### [EXERCISE AIM]
Can you restate the records below word for word?

### [DATASET RECORDS]
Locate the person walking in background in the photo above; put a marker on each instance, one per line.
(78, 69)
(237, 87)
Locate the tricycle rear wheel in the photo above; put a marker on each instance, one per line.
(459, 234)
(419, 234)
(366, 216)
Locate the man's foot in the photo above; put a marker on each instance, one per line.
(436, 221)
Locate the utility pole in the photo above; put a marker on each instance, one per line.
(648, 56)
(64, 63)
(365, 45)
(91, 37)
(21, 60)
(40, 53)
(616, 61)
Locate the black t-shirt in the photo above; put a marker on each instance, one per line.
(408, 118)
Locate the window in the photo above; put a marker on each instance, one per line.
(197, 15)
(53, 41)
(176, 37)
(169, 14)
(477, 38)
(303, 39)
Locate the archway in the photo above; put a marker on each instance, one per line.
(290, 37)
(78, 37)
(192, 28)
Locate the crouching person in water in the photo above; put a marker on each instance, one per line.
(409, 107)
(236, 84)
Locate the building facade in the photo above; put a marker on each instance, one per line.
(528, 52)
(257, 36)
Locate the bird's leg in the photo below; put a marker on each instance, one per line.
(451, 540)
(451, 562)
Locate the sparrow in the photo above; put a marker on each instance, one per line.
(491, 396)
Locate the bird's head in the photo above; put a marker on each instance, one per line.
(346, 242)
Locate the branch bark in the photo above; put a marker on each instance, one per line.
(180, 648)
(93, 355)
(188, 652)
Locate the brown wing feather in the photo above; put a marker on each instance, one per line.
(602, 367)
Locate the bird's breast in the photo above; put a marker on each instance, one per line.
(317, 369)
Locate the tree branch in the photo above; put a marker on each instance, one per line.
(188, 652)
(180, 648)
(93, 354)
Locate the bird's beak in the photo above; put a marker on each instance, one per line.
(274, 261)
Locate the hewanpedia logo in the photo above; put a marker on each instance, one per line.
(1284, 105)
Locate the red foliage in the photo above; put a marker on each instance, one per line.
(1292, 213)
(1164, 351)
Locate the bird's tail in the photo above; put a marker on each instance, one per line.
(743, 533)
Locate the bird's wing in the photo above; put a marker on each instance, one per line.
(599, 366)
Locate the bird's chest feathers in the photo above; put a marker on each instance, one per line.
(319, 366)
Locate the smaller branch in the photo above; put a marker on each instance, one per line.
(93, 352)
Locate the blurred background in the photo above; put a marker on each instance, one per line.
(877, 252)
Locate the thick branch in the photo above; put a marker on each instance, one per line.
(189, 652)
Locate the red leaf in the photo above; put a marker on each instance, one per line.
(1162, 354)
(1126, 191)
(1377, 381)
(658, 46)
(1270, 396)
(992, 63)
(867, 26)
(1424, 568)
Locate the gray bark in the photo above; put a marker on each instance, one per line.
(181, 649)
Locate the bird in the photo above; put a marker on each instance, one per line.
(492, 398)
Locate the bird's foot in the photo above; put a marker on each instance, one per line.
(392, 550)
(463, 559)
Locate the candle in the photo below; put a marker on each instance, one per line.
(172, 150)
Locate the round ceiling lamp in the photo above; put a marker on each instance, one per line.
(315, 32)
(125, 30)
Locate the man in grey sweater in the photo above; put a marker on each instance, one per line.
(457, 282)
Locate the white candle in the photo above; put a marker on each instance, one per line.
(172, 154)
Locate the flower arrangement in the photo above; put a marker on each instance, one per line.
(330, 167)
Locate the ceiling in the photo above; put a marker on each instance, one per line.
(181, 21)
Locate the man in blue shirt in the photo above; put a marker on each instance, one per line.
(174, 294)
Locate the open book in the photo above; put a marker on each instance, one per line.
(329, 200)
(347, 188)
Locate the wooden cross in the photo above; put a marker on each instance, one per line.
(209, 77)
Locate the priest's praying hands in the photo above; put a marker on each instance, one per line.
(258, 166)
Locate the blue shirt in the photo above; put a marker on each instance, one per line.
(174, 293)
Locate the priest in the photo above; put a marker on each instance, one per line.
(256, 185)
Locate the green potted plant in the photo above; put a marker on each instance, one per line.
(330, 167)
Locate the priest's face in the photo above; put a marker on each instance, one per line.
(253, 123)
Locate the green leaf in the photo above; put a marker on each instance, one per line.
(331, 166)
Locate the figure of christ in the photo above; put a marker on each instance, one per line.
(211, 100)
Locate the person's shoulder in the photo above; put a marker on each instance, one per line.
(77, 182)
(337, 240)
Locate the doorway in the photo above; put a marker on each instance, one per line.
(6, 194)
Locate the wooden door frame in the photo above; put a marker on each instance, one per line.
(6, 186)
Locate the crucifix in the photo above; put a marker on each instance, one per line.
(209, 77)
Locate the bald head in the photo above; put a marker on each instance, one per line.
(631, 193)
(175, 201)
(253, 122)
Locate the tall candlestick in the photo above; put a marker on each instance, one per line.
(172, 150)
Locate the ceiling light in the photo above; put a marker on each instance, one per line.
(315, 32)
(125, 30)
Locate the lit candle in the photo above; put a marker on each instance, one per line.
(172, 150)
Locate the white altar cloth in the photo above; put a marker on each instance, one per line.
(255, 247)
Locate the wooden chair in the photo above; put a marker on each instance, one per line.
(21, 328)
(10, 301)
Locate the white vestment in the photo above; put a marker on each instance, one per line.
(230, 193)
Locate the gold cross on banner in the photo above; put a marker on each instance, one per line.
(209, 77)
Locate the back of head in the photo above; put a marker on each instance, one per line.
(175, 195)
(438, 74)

### [REPLY TO THE EXERCISE]
Locate the person walking in background in the photo above; put a marker on each instance, one per line.
(78, 69)
(237, 87)
Locate the tricycle rear wheel in the photo above; put a marker on each instance, one per line.
(459, 234)
(419, 234)
(366, 216)
Locate the man's foot in the photo above; put a marker on each instance, one per line.
(436, 221)
Locate the utility pole in the photo above; put a marker on each instance, one per line.
(648, 56)
(64, 63)
(365, 45)
(91, 37)
(21, 60)
(40, 53)
(616, 61)
Locate the black t-shirt in the photo above; put a marker on each instance, one per line.
(408, 118)
Locate the window in the photo above; put a marker on each instance, one per line.
(197, 15)
(53, 41)
(176, 37)
(169, 14)
(477, 38)
(303, 39)
Locate the archway in the photo above; put a marker on each instance, one per line.
(290, 37)
(78, 37)
(192, 28)
Locate the crouching person in water in the photo above; put a marker on each instance, one per line.
(409, 107)
(236, 84)
Locate the building facade in the photo above; put a marker on each instance, one per line.
(528, 52)
(257, 36)
Locate the bird's leg in the photo below; put a marker on each instance, one per line.
(451, 540)
(451, 562)
Locate the sparrow in the photo above; put a marker on each instance, one per line.
(491, 396)
Locate the bird's head in the photo above; put a marker on each instance, one per line.
(346, 242)
Locate the branch bark in the photo above; put a marker on each instance, one per line.
(180, 648)
(93, 355)
(188, 652)
Locate the brown wing feather in the photo above; put a marker on each instance, one per line.
(602, 367)
Locate the bird's breast in the photo above; put a marker on each instance, one per line.
(317, 369)
Locate the tree branch in the photo above; put a marker on each instance, one per line.
(188, 652)
(180, 648)
(93, 354)
Locate the bird's beak in the photo above; put a marker on each instance, one per line.
(274, 261)
Locate the hewanpedia logo in the photo above; put a marker on each instance, one per line.
(1284, 105)
Locate the red foliage in the photo above; put a marker on each instance, one per line.
(1292, 213)
(1164, 351)
Locate the bird's tail in the photo above; put a marker on each instance, one per line.
(743, 533)
Locate the bird's wing in the photo above; put a marker on each instance, one per line.
(599, 366)
Locate the bird's chest feathers in the photo above; put a marker on each instance, one per line.
(319, 366)
Locate the smaller branch in the photo above; put a marker on each instance, one per line.
(93, 352)
Locate the blurred background in the photo above; put a marker on each instance, one per line.
(877, 252)
Locate the thick branch in the photo above; put a marker on each instance, one per line.
(189, 652)
Locate the red leaf in the photo above; put a marker on each instance, one per line.
(1162, 354)
(1126, 191)
(1377, 381)
(658, 46)
(1270, 396)
(992, 63)
(867, 26)
(1424, 568)
Locate the gray bark in the photo above; put a marker on each instance, one per line.
(181, 649)
Locate the bird in the photo above; put a marker on each instance, one per line.
(492, 398)
Locate the bird's foot in the photo above; put a marker on each instance, one per line.
(392, 550)
(463, 559)
Locate the candle in the photo below; put a marker on each instance, one per line.
(172, 150)
Locate the round ceiling lamp in the photo above; put a marker on each instance, one per line.
(315, 32)
(125, 30)
Locate the man in grey sweater in the photo above; put a marker on each instance, one per line.
(457, 282)
Locate the white candle in the photo above; put a marker on each instance, one per line.
(172, 154)
Locate the flower arrangement in the photo above; put a marker on each instance, one per line.
(330, 167)
Locate the ceiling in the photo above; put a marker on each instance, one per line.
(181, 21)
Locate the man in blue shirt in the photo above; put a marker on each instance, one per line.
(174, 294)
Locate the open book in the photo above; put a marker on each instance, one per line.
(329, 200)
(347, 188)
Locate the wooden cross in the photo above; put a marker on each instance, one per line.
(209, 77)
Locate the priest's praying hands in the photo above; put a marker on each instance, one per line.
(258, 166)
Locate the blue shirt in the photo above; put a marker on each instance, one per line.
(174, 293)
Locate the priest in the photo above; put a marker on each instance, one per line.
(256, 185)
Locate the green potted plant in the photo above; put a marker on each instance, one per line.
(330, 167)
Locate the priest's face in the photo above; put a marker on each instance, one per line.
(253, 123)
Locate the green leaf in the photo above; put a marker on each instance, one per line.
(331, 166)
Locate the figure of christ in the photo above; put a marker on each instance, one per line.
(211, 100)
Locate the person's shoulder in the photo above; put a marker on each instance, one per line.
(77, 182)
(337, 240)
Locate the doorway in the photo above; put a marker on each instance, one per line.
(6, 194)
Locate the wooden door frame in the photo above; put a marker on each instance, one per line.
(6, 186)
Locate the crucifix in the photo above; put a marker on each instance, one per line.
(209, 77)
Locate the bald head in the photo above; put a marker on each instance, one per line.
(631, 193)
(175, 201)
(253, 122)
Locate the tall candlestick in the photo above; put a marker on each instance, one per line.
(172, 150)
Locate the ceiling light in the photo above; put a marker on each instance, one per line.
(315, 32)
(125, 30)
Locate the lit candle in the photo above; put a marker on each instance, one per line.
(172, 150)
Locate the white altar cloth in the photo above; put a marker on each instance, one per line.
(255, 247)
Locate the wooden chair in the photo above; put a marker on each instance, one per line.
(21, 328)
(10, 301)
Locate the white vestment in the photo above; put a marker on each instance, one per line.
(230, 193)
Locate the gold cross on banner in the photo above; put a marker on each instance, one per line.
(209, 77)
Locate the back of head in the photo above; put a marker on each instance, one per line.
(175, 195)
(438, 74)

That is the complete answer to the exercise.